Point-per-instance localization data
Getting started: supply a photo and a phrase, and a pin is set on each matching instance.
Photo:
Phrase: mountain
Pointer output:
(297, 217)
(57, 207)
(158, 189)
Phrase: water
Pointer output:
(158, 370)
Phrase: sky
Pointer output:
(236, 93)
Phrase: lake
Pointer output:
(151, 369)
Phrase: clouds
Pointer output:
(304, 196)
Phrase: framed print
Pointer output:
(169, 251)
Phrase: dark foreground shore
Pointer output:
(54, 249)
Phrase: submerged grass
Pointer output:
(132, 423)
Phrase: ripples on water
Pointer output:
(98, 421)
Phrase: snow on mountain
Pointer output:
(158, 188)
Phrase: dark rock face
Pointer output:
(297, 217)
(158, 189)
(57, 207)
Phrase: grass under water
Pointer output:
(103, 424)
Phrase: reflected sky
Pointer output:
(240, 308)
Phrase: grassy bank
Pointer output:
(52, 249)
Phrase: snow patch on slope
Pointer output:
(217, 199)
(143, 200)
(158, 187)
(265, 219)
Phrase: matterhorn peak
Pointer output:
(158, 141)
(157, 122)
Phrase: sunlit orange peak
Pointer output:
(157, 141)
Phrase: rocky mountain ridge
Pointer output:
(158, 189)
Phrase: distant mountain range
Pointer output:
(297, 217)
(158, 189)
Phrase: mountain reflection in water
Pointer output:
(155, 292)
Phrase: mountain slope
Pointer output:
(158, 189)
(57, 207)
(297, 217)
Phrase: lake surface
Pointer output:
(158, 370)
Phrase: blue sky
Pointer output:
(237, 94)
--
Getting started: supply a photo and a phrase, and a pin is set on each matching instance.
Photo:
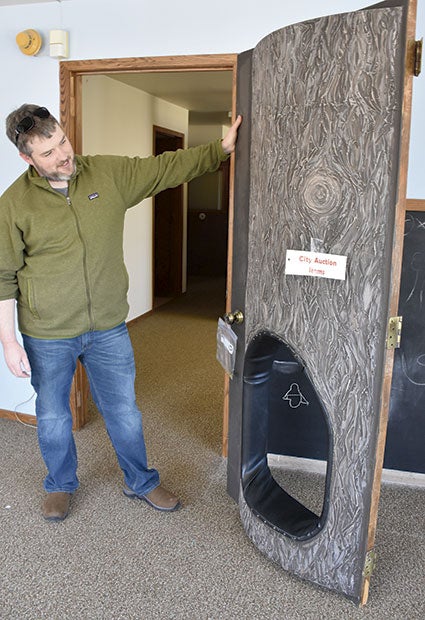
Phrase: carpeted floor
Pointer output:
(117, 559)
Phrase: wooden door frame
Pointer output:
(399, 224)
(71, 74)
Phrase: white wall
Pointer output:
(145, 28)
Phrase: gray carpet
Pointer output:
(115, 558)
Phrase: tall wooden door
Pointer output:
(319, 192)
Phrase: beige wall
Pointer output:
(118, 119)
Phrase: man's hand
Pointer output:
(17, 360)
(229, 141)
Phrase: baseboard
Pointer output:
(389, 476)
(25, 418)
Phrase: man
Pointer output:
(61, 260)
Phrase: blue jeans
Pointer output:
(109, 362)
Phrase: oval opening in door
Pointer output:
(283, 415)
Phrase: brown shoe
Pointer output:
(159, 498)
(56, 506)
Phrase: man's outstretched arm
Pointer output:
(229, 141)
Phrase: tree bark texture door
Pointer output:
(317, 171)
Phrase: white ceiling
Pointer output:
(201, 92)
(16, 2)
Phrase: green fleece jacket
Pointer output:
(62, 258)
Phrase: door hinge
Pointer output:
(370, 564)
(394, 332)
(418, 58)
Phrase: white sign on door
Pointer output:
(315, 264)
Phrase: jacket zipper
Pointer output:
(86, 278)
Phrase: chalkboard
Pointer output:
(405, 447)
...
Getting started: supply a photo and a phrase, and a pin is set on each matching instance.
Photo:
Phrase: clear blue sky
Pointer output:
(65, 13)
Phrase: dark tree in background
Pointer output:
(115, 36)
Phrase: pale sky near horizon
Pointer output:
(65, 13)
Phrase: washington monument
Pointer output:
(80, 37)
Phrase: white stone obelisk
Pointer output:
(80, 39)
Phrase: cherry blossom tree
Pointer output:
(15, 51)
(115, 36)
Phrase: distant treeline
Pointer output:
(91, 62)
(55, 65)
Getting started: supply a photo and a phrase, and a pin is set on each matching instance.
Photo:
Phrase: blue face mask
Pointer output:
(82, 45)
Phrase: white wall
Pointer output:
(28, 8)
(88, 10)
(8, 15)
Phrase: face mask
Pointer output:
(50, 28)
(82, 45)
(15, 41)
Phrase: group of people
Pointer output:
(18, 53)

§ **Activity**
Begin at the line above that has "Phrase: gray carpet" and stop after the line that has "Phrase: brown shoe", copying each line exactly and adding nothing else.

§ **Solution**
Phrase: gray carpet
Pointer output:
(115, 558)
Phrase: tall wooden door
Pointer output:
(319, 192)
Phrase: beige wall
Pointer output:
(118, 119)
Phrase: man's hand
Pointer output:
(17, 360)
(229, 141)
Phrase: baseboard
Pointer output:
(389, 476)
(25, 418)
Phrase: man
Pointer output:
(61, 260)
Phrase: blue jeans
Pointer output:
(109, 362)
Phrase: oval opening in door
Pointer output:
(283, 415)
Phrase: brown shoe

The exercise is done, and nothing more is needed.